··· TRECHO SELECIONADO

01 de dezembro, de 2017 | 17:23

Pagar para trabalhar, mais uma aberração

Elídio Braga *

"Com regra de trabalho intermitente, empregado corre risco de ter de pagar para trabalhar". Com essa manchete nos jornais esta semana, ficou claro que a reforma trabalhista, em vigor há menos de um mês, precisa ser "remendada", caso o governo não queira que as mudanças virem uma enxurrada de ações judiciais, com inegável prejuízo para o já castigado setor produtivo brasileiro. Comemorada por muitos e criticada por vários outros, a reforma que Lula empurrou com a barriga e Dilma deixou no esquecimento, mas encarada por forças nitidamente interessadas no governo de Temer tem muitos pontos obscuros. E onde há mancha de dúvida, aplica-se o princípio “in dubio pro reo” (na dúvida para o réu).

Vamos a uma das aberrações que precisarão de remendo na reforma trabalhista. Relatam as notícias da semana que profissionais com salário mensal inferior ao mínimo terão recolhimento abaixo do aceito pelo INSS para a aposentadoria e, caso optem pela contribuição previdenciária, precisarão completar a diferença por conta própria. Mas não é simples assim.

······
··· DADOS PARA ANÁLISE

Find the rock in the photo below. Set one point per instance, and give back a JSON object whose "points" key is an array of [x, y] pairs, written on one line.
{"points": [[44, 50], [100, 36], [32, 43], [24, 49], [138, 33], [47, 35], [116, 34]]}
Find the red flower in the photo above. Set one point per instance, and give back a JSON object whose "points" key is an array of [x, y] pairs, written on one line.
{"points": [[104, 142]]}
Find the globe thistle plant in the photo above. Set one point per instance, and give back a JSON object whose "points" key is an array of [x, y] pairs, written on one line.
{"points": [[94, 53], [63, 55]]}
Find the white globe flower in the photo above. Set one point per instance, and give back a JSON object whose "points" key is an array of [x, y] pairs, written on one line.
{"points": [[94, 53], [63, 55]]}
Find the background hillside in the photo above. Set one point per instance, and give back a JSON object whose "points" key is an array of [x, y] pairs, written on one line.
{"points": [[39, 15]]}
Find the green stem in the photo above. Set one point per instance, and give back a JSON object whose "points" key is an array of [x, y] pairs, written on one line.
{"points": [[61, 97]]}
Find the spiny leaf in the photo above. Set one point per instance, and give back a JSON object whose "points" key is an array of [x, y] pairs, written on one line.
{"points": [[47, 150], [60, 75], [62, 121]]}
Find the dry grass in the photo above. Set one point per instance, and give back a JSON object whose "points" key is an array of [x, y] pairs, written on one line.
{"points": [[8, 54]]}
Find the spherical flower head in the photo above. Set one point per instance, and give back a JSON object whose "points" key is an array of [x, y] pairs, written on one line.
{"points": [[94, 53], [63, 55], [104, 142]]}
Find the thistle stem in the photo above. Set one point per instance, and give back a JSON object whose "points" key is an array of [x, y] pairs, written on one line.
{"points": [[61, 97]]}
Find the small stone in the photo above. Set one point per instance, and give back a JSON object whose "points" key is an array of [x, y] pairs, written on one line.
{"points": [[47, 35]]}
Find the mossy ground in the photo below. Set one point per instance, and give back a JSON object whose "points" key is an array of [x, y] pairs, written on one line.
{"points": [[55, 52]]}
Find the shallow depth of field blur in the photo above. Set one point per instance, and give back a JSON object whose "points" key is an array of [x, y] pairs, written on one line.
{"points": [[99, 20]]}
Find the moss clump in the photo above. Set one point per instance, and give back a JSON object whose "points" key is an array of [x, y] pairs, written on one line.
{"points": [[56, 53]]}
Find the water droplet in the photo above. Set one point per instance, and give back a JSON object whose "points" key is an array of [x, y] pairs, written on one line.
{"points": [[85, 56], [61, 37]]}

······

**QUESTÕES DE COMPREENSÃO:**
- A) Transcreva do artigo sobre a reforma trabalhista tudo o que vai desde "Vamos a uma" até "é simples assim.".
- B) Segundo o artigo sobre a reforma trabalhista, o que precisarão fazer os profissionais com salário mensal inferior ao mínimo que optarem pela contribuição previdenciária?
- C) Redija o que vem a seguir no artigo sobre a reforma trabalhista, a partir da última frase apresentada.

**RESPOSTAS DO EXERCÍCIO:**
- A)
Vamos a uma das aberrações que precisarão de remendo na reforma trabalhista. Relatam as notícias da semana que profissionais com salário mensal inferior ao mínimo terão recolhimento abaixo do aceito pelo INSS para a aposentadoria e, caso optem pela contribuição previdenciária, precisarão completar a diferença por conta própria. Mas não é simples assim.

- B) Precisarão completar a diferença por conta própria.

- C)
Essa informação foi divulgada depois que a Receita Federal divulgou na segunda-feira, 27, as regras para o recolhimento da contribuição previdenciária dos trabalhadores intermitentes cujo rendimento mensal ficar abaixo do salário mínimo. Esta é uma situação inédita no País que pode ocorrer com aplicação das normas previstas na reforma trabalhista. O próprio empregado poderá pagar a diferença entre a contribuição incidente sobre o contracheque e o mínimo exigido pela Previdência Social. A regra fará com que, no limite, alguns trabalhadores precisem pagar para trabalhar, caso optem pela contribuição previdenciária. É óbvio que, conhecendo bem as necessidades imediatas do brasileiro, principalmente o mais pobre, haverá uma legião de trabalhadores sem contribuição. E depois vão reivindicar o direito de se aposentar sem ter contribuído?

É preciso entender que, como no contrato intermitente o empregado atua apenas quando é convocado, o salário varia conforme o número de horas ou dias trabalhados. Pela lei, deve-se receber, pelo menos, valor proporcional ao salário mínimo pela hora, R$ 4,26, ou pelo dia trabalhado, R$ 31,23. Como o valor do contracheque é base de cálculo para os encargos sociais, os trabalhadores com salário inferior ao mínimo terão recolhimento abaixo do aceito pelo INSS para a contabilidade da aposentadoria.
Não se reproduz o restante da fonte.